#### List of tasks:
1: Retype the passage of the forum thread on aquarium rock work from "## zinn250 (Feb" up to and including "is 6ft long.".
2: In the forum thread on aquarium rock work, how long does PiePuncher say the tank is?
3: Write the next part of the forum thread on aquarium rock work, starting after its final line.

>> BEGIN Excerpt to read

# Pics of Rock Work



## zinn250 (Feb 16, 2009)

Hi! I'm trying to figure out how to arrange my rocks in my new 100 gal new setup. So - if any of you have pics of rock work in your own tanks, I'd love to see them! I need ideas lol  Thanks!


----------



## PiePuncher (Feb 1, 2005)

Just Place them how you see fit. I am sure you cant do that bad. Sorry the water is low in the pic but this was taken after adding sand to the tank. This is my most recent rock setup. I did not like the look of lots of small rocks in such a large tank, So i opted on one large piece(HUGE 120+lbs) and a few other semi large pieces. Tank is 6ft long.

















The inside of the large rock on the left is nothing but holes. The fish have dug out ledges under the rocks and they run throughout all the holes in all the holey rocks. I currently have pseudo. Polit, Demasoni, Prot. Taiwan reef, Blue neon peacocks, Red empress, Oto. Lithobates, Yellow labs, a male venustus, Male sunshine peacock, xmas fulu, lethrinops "red cap" chirwa. . I have all the open water for the haps. and larger fish to roam and all the rocks down low for the mbuna to play in and hide from the venustus. He tries to eat them but they are fast. Spawning beds are made in the large caves, under overhangs and any open sand the guys can find. My picture is not the best, was taken with cell phone. Thing is, I dont think you can go wrong with your rock placement.


----------



## sleepy09 (Jan 15, 2009)

>> END Excerpt to read
>> BEGIN Supplied data

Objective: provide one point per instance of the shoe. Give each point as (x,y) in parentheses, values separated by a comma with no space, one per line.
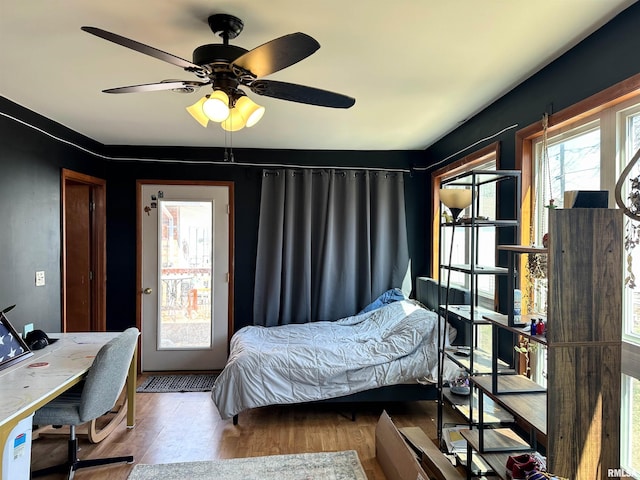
(519,471)
(537,476)
(525,457)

>> END Supplied data

#### Solved tasks:
1:
## zinn250 (Feb 16, 2009)

Hi! I'm trying to figure out how to arrange my rocks in my new 100 gal new setup. So - if any of you have pics of rock work in your own tanks, I'd love to see them! I need ideas lol  Thanks!


----------



## PiePuncher (Feb 1, 2005)

Just Place them how you see fit. I am sure you cant do that bad. Sorry the water is low in the pic but this was taken after adding sand to the tank. This is my most recent rock setup. I did not like the look of lots of small rocks in such a large tank, So i opted on one large piece(HUGE 120+lbs) and a few other semi large pieces. Tank is 6ft long.

2: 6 feet.

3:
Hey PiePuncher PM sent


----------



## iplaywithemotions (Dec 18, 2008)

I am always re-arranging my rock work, so here are some of mine:

(click on the photo for a better look)


----------



## ridley25 (Jan 5, 2008)

This is a 38 gallon with limestone:


----------



## iplaywithemotions (Dec 18, 2008)

^^^ Looks very cool Ridley!


----------



## jbacker7 (Jul 16, 2008)

This my 55 gallon.


----------



## zinn250 (Feb 16, 2009)

Those are awesome...thanks for sharing!!!

One question...my tank is custom built, 28" tall. Should I strive more for a "height" dimension with my rock since the tank is so tall? I love the setups you have all posted, but I"m afraid that if I only go halfway up the back of the tank with rock, it might look funny? Thoughts?

Thanks!!

:thumb:


----------



## ridley25 (Jan 5, 2008)

zinn250 said:


> One question...my tank is custom built, 28" tall. Should I strive more for a "height" dimension with my rock since the tank is so tall? I love the setups you have all posted, but I"m afraid that if I only go halfway up the back of the tank with rock, it might look funny? Thoughts?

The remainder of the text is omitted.